**EXERCISE AIM:**
Update the passage about Watson's recordings, starting with "The demands of" and going on through "it’s not abstract.", replacing "storyboard" with "shot list" throughout.

**PAGE TEXT:**
════════════════════

The demands of film and TV productions mean Watson usually has a definite end result in mind for his recordings. For his more open-ended, personal compositions, he retains many of the practices of broadcasting, using narrative ideas to structure otherwise abstract pieces.

“It’s easy for me to think cinematically about my sound pieces, even when there’s no picture,” he says. “I quite often create a storyboard, which is like a substitute for a score. Sometimes I have a combination of storyboard and score. So it’s linear, it’s not abstract.

Even with Hy-Brasil, it follows a sort of "day in the life", so there's the idea of 12 hours in 40-odd minutes. It's a story. In its simplest elements, it's storytelling with sound."

Noise pollution

Watson is very attuned to changes in the way the world sounds. As people such as Bernie Krause have made clear, the sounds of animals are disappearing from our landscapes and from the sea, forced back by human activity. Rising into that vacuum is the ever- increasing hum of noise pollution. For Watson, the problem of noise pollution is much more than just a professional bugbear.

════════════════════

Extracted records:
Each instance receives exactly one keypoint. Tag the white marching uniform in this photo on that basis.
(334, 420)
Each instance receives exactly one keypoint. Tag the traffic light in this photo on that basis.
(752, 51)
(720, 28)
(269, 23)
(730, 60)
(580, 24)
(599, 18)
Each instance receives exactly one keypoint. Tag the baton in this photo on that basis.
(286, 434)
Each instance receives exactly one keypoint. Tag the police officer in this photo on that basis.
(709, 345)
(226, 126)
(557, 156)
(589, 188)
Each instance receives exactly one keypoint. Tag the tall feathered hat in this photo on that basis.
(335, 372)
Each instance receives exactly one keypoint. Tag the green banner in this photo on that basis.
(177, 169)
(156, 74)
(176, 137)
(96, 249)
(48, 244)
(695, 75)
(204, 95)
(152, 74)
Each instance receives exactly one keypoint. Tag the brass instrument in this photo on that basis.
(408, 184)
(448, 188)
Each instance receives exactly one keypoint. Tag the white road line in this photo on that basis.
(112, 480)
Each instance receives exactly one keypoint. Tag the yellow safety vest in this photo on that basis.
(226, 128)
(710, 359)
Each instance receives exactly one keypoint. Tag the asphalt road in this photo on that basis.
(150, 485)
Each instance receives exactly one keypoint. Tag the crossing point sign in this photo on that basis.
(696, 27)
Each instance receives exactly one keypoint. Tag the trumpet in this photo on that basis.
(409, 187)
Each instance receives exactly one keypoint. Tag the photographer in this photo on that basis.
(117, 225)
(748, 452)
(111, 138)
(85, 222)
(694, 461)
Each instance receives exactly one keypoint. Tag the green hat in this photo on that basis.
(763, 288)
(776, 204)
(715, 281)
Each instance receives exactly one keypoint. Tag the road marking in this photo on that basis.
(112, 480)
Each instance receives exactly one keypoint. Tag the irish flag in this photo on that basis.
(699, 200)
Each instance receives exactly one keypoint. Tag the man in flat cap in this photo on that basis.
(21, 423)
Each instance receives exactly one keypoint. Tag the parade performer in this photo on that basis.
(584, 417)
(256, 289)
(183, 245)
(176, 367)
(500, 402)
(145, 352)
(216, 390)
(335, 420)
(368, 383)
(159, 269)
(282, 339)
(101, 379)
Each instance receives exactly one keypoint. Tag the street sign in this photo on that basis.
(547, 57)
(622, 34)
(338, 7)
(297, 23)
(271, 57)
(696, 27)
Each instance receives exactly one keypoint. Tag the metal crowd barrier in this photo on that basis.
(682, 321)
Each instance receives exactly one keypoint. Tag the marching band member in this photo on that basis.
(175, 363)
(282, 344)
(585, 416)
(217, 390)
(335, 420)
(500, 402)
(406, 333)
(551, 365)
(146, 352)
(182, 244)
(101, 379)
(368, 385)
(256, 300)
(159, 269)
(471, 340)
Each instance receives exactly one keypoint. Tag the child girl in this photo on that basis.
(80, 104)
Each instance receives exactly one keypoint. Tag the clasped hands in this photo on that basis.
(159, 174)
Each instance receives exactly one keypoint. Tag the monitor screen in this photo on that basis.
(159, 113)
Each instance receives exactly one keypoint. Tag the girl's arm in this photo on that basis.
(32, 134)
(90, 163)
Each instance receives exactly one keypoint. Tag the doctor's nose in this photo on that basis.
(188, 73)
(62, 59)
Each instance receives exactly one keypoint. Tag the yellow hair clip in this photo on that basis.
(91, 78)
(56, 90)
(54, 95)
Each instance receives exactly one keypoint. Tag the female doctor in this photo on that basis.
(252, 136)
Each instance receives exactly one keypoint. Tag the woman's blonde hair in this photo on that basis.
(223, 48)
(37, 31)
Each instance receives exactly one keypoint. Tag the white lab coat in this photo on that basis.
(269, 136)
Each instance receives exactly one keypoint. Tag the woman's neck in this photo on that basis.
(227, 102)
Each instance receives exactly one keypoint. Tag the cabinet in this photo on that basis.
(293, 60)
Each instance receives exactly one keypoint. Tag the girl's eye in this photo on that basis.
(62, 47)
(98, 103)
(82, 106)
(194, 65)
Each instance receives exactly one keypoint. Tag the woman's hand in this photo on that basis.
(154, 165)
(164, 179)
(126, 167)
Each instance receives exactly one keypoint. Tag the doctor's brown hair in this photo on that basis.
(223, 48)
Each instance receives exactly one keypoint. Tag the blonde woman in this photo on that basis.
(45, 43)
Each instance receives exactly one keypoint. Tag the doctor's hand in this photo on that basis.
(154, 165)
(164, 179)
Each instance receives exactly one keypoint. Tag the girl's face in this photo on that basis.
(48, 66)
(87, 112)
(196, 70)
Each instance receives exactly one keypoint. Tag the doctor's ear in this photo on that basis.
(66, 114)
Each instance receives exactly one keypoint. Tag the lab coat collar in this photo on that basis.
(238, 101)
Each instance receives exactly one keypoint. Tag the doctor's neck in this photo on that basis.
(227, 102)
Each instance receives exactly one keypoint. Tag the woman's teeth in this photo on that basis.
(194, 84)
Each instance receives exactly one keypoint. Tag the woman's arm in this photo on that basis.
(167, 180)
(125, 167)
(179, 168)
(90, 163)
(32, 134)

════════════════════

**EXERCISE ANSWER:**
The demands of film and TV productions mean Watson usually has a definite end result in mind for his recordings. For his more open-ended, personal compositions, he retains many of the practices of broadcasting, using narrative ideas to structure otherwise abstract pieces.

“It’s easy for me to think cinematically about my sound pieces, even when there’s no picture,” he says. “I quite often create a shot list, which is like a substitute for a score. Sometimes I have a combination of shot list and score. So it’s linear, it’s not abstract.